====== ИСХОДНЫЙ ТЕКСТ ======

Вторая общеизвестная причина, но не всегда правильно или почти всегда неправильно выражавшаяся – это не печальное и покаянное настроение (содержание) 2-й песни канона, а напротив, радостное и панигирическое ее смысловое содержание. Обосновывая это смелое утверждение, мы, благодаря кропотливому и уникальному по своему содержанию труду прот. В. Рыбакова («Иосиф Песнописец и его песнотворческая деятельность»), имеем в наличии приличное количество 2-ых песен, писанных на разные праздники, памяти святых, в том числе двунадесятые и воскресные праздники периода Пятидесятницы, не исключая и Праздников Праздник – саму Пасху. В подтверждение хотелось указать и еще одно свидетельство, находящееся во всем доступной книге – Цветной Триоди, где в приложении помещены трипеснцы прп. Иосифа Песнописца, которые положено петь во весь период Пятидесятницы. Там на каждый вторник положено петь 2-ю песнь, в которых совершенно невозможно найти и тени печали. Прибавим и следующее соображение, что 2-ых песен, содержащих печальный и покаянный характер, написано незначительное количество, так как положено их петь только в период Четыредесятницы и только во вторники. Всего получается 7 песен Иосифа Песнописца плюс 7 песен Феодора Студита, две субботы заупокойные триодного периода и великий канон свт. Андрея Критского и его же 2 песнь в Великий Понедельник. Всего 18 печальных 2-ых песен, которые смогли подорвать праздничную репутацию остальных 2-ых песен, которые пелись на всякий день года. К счастью, мы не можем включить в этот плачевный список еще две песни из-за праздничного и торжественного их содержания, хотя они, как ни парадоксально, поются в триодный период Четыредесятницы. Одна песнь находится в службе преподобных отцев, суббота сырная, начало первого тропаря: «Благоухания ныне исполняемся, яко в рай другий текущее…». И вторая поется в пяток ваий на повечерии, первый тропарь: «Слава Тебе возгласившему токмо, и из гроба мертва четверодневна друга воздвигшему Лазаря».

Таким образом, это праздничное содержание 2-ых песен канона создавало негармоничное или, если так можно выразиться, не этичное созвучие антифонного исполнения их вместе с библейской песней. Здесь уместно вспомнить замечание нашего современника, великого знатока устава церковного и песнописца свт. Афанасия, еп. Ковровского: «Устав Православной Церкви всегда руководствуется мудрым наставлением Екклизиаста: «всему свое время… время сетовать и время ликовать» …Поэтому устав не терпит и не допускает смешения скорбного и торжественно-праздничного»[259]. Это дало повод к раздельному стихословию библейской песни и тропарей канона во второй песни.

======

**ЗАДАНИЕ 1**:
Перечислите по тексту о второй песни канона, из чего складываются 18 печальных вторых песен.
**ЗАДАНИЕ 2**:
Перепишите отрывок из текста о второй песни канона, начиная с «Таким образом, это» и далее до «во второй песни.», но замените в нем «негармоничное» на «нестройное».

====== ПРЕДОСТАВЛЕННЫЕ ДАННЫЕ ======

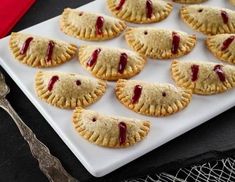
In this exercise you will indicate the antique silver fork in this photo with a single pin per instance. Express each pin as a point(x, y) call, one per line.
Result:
point(48, 163)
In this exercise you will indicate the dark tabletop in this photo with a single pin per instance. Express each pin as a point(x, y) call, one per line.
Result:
point(17, 164)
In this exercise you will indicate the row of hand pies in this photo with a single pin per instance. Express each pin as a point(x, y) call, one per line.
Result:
point(93, 26)
point(114, 63)
point(66, 90)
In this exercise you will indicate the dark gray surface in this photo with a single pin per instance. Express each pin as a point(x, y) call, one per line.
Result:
point(17, 164)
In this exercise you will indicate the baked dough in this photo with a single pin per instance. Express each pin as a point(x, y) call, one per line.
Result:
point(110, 63)
point(204, 78)
point(140, 11)
point(109, 131)
point(66, 90)
point(160, 43)
point(154, 99)
point(37, 51)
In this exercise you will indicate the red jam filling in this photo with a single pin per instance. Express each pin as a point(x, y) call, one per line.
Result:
point(121, 3)
point(122, 62)
point(92, 60)
point(195, 70)
point(52, 82)
point(175, 43)
point(50, 49)
point(122, 132)
point(99, 25)
point(227, 43)
point(219, 71)
point(224, 16)
point(26, 45)
point(78, 82)
point(137, 93)
point(149, 8)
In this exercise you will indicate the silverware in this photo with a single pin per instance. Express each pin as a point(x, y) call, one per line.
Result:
point(48, 163)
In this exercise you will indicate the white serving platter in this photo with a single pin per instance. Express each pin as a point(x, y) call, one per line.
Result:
point(97, 160)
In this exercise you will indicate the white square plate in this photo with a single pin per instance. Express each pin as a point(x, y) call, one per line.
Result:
point(98, 160)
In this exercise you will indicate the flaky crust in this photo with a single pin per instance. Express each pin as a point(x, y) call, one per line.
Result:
point(82, 25)
point(35, 55)
point(208, 82)
point(66, 93)
point(214, 44)
point(208, 20)
point(157, 43)
point(135, 11)
point(232, 2)
point(103, 130)
point(152, 102)
point(107, 64)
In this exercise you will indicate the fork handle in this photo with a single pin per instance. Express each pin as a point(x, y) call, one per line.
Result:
point(48, 163)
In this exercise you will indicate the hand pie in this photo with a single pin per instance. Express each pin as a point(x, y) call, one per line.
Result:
point(209, 20)
point(68, 91)
point(160, 43)
point(155, 99)
point(232, 2)
point(90, 26)
point(222, 46)
point(109, 63)
point(109, 131)
point(203, 78)
point(189, 1)
point(140, 11)
point(39, 51)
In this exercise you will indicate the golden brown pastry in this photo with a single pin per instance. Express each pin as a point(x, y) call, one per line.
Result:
point(154, 99)
point(66, 90)
point(37, 51)
point(109, 131)
point(109, 63)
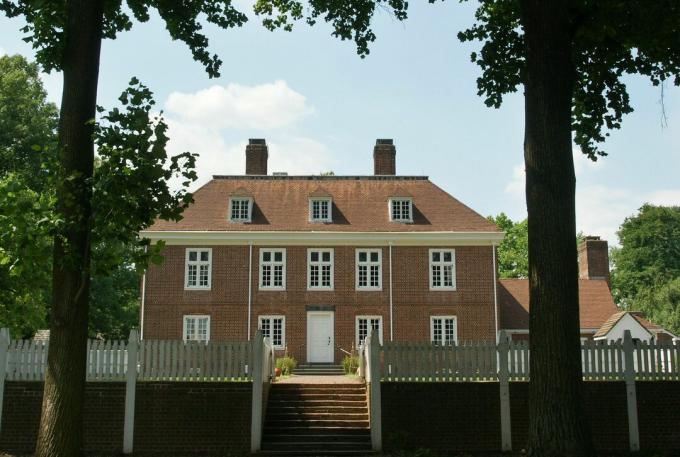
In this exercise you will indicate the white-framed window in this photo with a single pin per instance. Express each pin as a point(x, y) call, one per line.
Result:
point(442, 269)
point(366, 323)
point(443, 330)
point(319, 269)
point(198, 268)
point(369, 269)
point(274, 327)
point(401, 209)
point(240, 209)
point(196, 328)
point(320, 209)
point(273, 269)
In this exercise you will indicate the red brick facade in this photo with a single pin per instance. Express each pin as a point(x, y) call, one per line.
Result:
point(166, 300)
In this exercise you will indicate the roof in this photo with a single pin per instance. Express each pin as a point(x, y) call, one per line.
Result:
point(596, 304)
point(359, 205)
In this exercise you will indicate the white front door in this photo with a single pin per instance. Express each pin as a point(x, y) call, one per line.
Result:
point(320, 338)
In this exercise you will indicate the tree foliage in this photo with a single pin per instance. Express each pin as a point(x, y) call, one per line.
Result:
point(611, 39)
point(646, 274)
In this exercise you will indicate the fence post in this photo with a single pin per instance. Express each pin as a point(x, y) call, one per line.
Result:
point(504, 384)
point(4, 346)
point(631, 394)
point(130, 391)
point(376, 408)
point(256, 411)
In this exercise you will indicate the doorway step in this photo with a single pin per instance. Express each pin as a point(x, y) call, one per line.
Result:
point(319, 369)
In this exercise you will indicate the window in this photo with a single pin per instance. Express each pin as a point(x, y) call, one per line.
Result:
point(274, 327)
point(369, 269)
point(273, 269)
point(198, 268)
point(443, 330)
point(401, 210)
point(364, 324)
point(320, 210)
point(240, 209)
point(320, 269)
point(442, 269)
point(197, 328)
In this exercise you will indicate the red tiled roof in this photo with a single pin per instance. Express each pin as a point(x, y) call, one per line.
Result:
point(359, 205)
point(596, 304)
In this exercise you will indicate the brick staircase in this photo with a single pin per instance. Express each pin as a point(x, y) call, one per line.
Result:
point(316, 420)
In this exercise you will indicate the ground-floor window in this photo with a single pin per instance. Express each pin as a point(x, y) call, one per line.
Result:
point(443, 330)
point(274, 328)
point(364, 324)
point(196, 328)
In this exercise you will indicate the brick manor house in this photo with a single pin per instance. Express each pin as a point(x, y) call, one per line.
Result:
point(316, 261)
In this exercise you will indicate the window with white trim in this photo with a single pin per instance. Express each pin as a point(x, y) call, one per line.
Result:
point(198, 268)
point(366, 323)
point(240, 209)
point(443, 330)
point(273, 269)
point(401, 210)
point(320, 269)
point(274, 327)
point(320, 210)
point(196, 328)
point(442, 269)
point(369, 269)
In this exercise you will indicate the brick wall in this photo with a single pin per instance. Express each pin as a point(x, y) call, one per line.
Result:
point(605, 406)
point(102, 421)
point(192, 418)
point(659, 414)
point(227, 301)
point(445, 417)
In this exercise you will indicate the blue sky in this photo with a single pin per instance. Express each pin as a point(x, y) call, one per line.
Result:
point(321, 107)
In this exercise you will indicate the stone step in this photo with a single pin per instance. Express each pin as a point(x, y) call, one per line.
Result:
point(362, 416)
point(330, 422)
point(305, 408)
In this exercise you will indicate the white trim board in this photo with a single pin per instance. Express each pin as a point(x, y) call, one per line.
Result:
point(306, 238)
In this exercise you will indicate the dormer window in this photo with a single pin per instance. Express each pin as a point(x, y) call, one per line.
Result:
point(401, 209)
point(240, 209)
point(320, 209)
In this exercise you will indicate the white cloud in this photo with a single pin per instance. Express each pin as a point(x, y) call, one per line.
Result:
point(261, 107)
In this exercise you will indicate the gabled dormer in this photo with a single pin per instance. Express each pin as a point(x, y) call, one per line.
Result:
point(241, 206)
point(400, 206)
point(320, 206)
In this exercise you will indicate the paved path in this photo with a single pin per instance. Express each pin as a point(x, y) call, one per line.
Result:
point(312, 379)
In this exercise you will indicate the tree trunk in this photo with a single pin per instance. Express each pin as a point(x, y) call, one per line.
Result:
point(557, 423)
point(61, 423)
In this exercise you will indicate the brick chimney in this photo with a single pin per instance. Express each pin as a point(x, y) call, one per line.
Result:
point(593, 259)
point(256, 157)
point(384, 162)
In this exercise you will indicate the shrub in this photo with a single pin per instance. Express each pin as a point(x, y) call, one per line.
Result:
point(350, 364)
point(286, 364)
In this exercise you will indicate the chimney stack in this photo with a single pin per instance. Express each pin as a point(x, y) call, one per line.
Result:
point(593, 259)
point(384, 162)
point(256, 156)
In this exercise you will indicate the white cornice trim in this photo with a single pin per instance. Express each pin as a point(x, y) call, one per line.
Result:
point(325, 238)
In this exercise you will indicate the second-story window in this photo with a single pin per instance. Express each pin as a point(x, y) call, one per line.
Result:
point(240, 209)
point(320, 209)
point(442, 269)
point(198, 268)
point(320, 269)
point(401, 210)
point(273, 269)
point(369, 269)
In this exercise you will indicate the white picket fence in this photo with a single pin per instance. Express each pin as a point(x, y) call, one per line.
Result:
point(479, 361)
point(158, 360)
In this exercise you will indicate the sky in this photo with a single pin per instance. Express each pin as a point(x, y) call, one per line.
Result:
point(321, 107)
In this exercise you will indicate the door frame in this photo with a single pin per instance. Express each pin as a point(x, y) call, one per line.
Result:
point(309, 333)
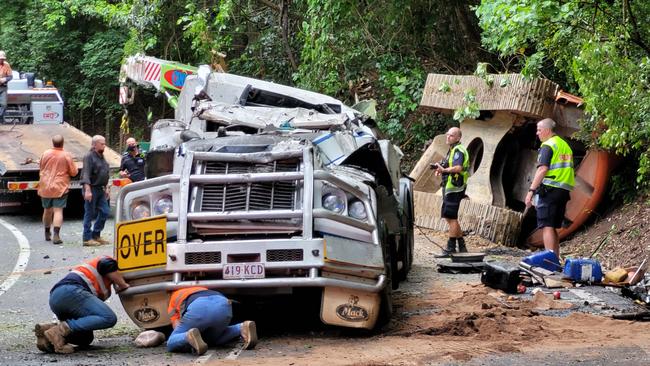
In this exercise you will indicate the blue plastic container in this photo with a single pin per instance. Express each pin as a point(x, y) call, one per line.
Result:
point(546, 259)
point(583, 270)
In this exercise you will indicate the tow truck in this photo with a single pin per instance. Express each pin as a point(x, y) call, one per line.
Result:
point(35, 114)
point(256, 188)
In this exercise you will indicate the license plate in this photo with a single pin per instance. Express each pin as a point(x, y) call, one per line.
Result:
point(141, 244)
point(236, 271)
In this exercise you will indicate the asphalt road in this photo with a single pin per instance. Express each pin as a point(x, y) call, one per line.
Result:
point(29, 266)
point(290, 330)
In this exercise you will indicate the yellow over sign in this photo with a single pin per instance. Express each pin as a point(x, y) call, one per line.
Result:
point(141, 244)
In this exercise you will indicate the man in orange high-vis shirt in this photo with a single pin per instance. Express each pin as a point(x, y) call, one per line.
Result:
point(6, 75)
point(201, 318)
point(56, 168)
point(78, 302)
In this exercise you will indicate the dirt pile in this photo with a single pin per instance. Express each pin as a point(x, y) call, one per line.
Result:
point(619, 239)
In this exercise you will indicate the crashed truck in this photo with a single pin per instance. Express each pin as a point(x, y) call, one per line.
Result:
point(256, 188)
point(34, 114)
point(502, 147)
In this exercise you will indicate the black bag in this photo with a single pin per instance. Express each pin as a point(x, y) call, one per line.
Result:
point(501, 276)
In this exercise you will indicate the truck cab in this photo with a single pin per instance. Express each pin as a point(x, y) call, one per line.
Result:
point(258, 188)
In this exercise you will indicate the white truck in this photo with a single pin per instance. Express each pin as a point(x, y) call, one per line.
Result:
point(257, 188)
point(34, 114)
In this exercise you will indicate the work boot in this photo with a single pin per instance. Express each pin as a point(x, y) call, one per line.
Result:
point(56, 239)
point(249, 334)
point(56, 335)
point(91, 243)
point(451, 249)
point(101, 240)
point(195, 340)
point(461, 245)
point(41, 342)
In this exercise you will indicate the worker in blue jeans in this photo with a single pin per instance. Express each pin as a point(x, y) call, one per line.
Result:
point(78, 302)
point(94, 180)
point(201, 318)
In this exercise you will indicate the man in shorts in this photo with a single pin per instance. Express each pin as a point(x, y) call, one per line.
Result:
point(454, 171)
point(553, 182)
point(56, 169)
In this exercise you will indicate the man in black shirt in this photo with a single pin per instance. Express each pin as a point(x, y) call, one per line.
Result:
point(132, 165)
point(94, 178)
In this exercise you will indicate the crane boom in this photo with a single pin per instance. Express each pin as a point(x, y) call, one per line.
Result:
point(167, 77)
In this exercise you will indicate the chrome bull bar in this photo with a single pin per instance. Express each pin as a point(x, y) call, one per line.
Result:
point(313, 280)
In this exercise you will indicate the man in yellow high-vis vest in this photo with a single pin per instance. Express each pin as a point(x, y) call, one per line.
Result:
point(553, 182)
point(454, 171)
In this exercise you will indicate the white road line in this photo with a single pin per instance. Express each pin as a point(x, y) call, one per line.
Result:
point(23, 257)
point(234, 353)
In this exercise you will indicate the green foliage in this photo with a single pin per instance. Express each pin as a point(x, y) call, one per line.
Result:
point(347, 49)
point(602, 48)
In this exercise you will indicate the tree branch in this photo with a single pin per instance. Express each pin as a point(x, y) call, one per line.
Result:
point(272, 5)
point(636, 35)
point(284, 22)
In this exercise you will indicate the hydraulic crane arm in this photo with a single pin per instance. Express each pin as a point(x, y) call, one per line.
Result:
point(166, 77)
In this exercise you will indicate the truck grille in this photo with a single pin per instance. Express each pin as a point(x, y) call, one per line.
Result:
point(203, 258)
point(258, 196)
point(284, 255)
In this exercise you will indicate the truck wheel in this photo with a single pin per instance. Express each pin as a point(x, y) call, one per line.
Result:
point(407, 241)
point(386, 295)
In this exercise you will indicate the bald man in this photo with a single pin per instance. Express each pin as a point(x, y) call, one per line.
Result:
point(552, 183)
point(454, 171)
point(56, 167)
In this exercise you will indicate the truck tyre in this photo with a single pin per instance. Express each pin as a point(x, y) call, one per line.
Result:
point(407, 239)
point(386, 295)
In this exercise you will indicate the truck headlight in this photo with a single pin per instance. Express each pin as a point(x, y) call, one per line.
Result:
point(334, 201)
point(163, 205)
point(357, 210)
point(140, 210)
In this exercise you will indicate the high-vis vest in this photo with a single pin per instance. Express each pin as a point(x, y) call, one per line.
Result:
point(463, 175)
point(560, 173)
point(176, 306)
point(100, 286)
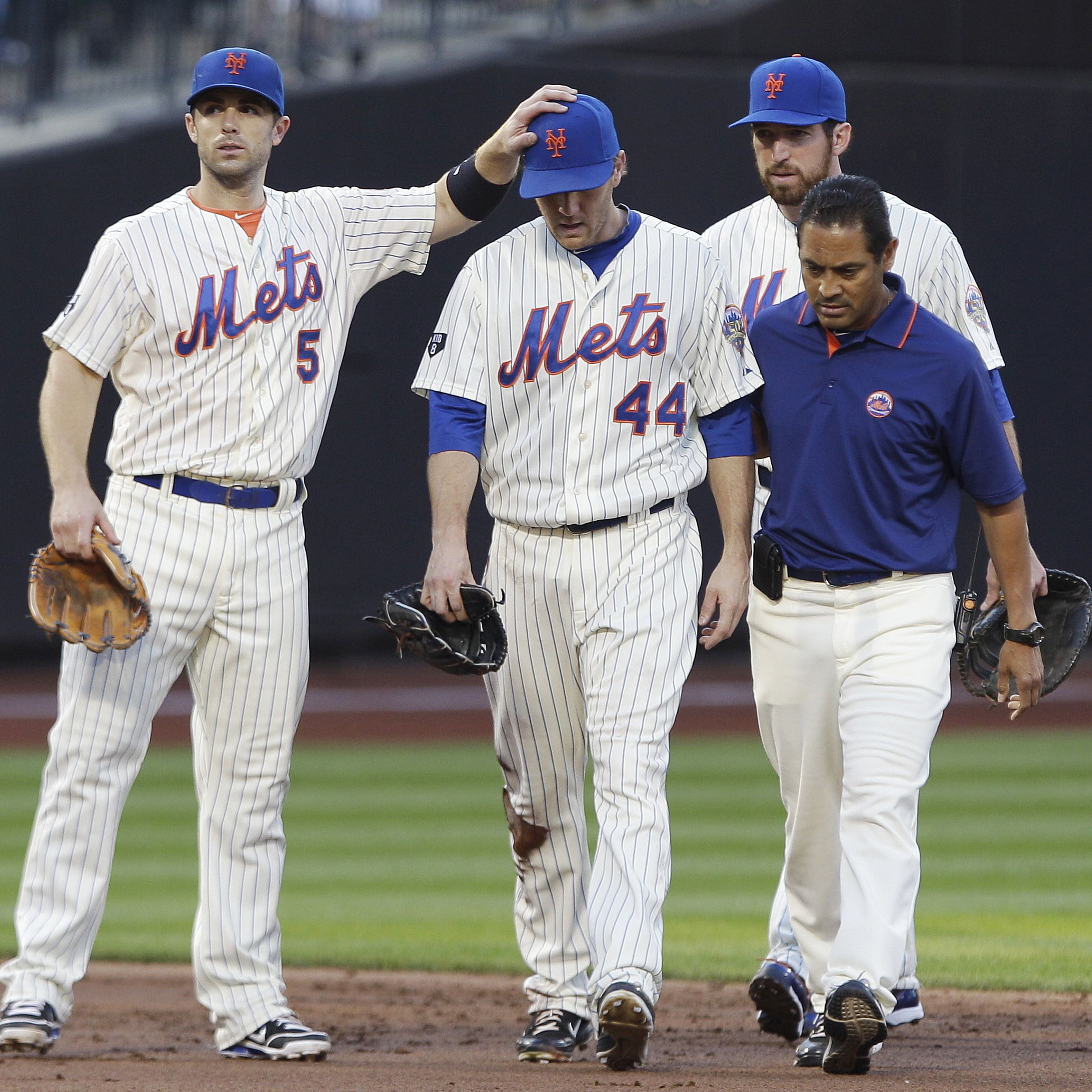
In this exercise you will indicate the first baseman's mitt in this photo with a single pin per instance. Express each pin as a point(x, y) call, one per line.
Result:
point(101, 603)
point(459, 648)
point(1066, 614)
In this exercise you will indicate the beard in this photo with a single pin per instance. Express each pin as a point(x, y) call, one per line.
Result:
point(793, 193)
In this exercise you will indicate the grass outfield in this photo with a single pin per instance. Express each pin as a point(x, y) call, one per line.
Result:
point(398, 857)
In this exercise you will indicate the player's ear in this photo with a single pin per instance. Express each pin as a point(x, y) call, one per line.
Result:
point(841, 138)
point(889, 252)
point(622, 167)
point(280, 128)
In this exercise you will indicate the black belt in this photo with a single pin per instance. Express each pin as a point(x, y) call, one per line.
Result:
point(232, 496)
point(839, 579)
point(582, 529)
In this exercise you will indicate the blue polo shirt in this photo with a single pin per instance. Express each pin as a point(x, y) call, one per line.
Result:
point(873, 434)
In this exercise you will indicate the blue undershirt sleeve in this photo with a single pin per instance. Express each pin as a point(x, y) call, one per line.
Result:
point(728, 432)
point(455, 424)
point(999, 397)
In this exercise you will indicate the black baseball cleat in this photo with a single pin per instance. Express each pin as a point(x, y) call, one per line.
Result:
point(908, 1008)
point(553, 1036)
point(782, 1001)
point(29, 1027)
point(626, 1020)
point(855, 1029)
point(811, 1052)
point(283, 1039)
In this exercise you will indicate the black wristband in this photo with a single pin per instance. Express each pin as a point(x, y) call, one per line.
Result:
point(472, 195)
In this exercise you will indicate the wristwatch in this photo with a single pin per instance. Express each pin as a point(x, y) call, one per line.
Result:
point(1033, 635)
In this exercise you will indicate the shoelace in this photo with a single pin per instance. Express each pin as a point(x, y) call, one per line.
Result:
point(549, 1020)
point(281, 1025)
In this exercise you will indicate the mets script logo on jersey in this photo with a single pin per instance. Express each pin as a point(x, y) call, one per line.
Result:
point(215, 314)
point(879, 403)
point(977, 307)
point(542, 348)
point(555, 142)
point(734, 328)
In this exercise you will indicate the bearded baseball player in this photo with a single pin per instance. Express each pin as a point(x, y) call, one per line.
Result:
point(584, 366)
point(798, 132)
point(221, 314)
point(877, 415)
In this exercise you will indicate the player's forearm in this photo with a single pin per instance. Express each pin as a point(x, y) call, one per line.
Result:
point(67, 414)
point(453, 477)
point(1005, 528)
point(732, 481)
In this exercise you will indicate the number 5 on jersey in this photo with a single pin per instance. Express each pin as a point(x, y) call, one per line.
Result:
point(307, 355)
point(634, 409)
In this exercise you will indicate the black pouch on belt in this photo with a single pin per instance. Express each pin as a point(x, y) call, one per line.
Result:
point(769, 567)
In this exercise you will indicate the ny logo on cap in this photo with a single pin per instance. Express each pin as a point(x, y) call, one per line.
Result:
point(555, 142)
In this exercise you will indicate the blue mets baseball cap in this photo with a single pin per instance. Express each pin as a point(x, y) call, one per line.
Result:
point(576, 150)
point(243, 69)
point(794, 91)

======

**ПОЛНЫЙ ОТВЕТ 1**:
- 7 песен Иосифа Песнописца
- 7 песен Феодора Студита
- две заупокойные субботы триодного периода
- великий канон свт. Андрея Критского
- 2-я песнь свт. Андрея Критского в Великий Понедельник

**ПОЛНЫЙ ОТВЕТ 2**:
Таким образом, это праздничное содержание 2-ых песен канона создавало нестройное или, если так можно выразиться, не этичное созвучие антифонного исполнения их вместе с библейской песней. Здесь уместно вспомнить замечание нашего современника, великого знатока устава церковного и песнописца свт. Афанасия, еп. Ковровского: «Устав Православной Церкви всегда руководствуется мудрым наставлением Екклизиаста: «всему свое время… время сетовать и время ликовать» …Поэтому устав не терпит и не допускает смешения скорбного и торжественно-праздничного»[259]. Это дало повод к раздельному стихословию библейской песни и тропарей канона во второй песни.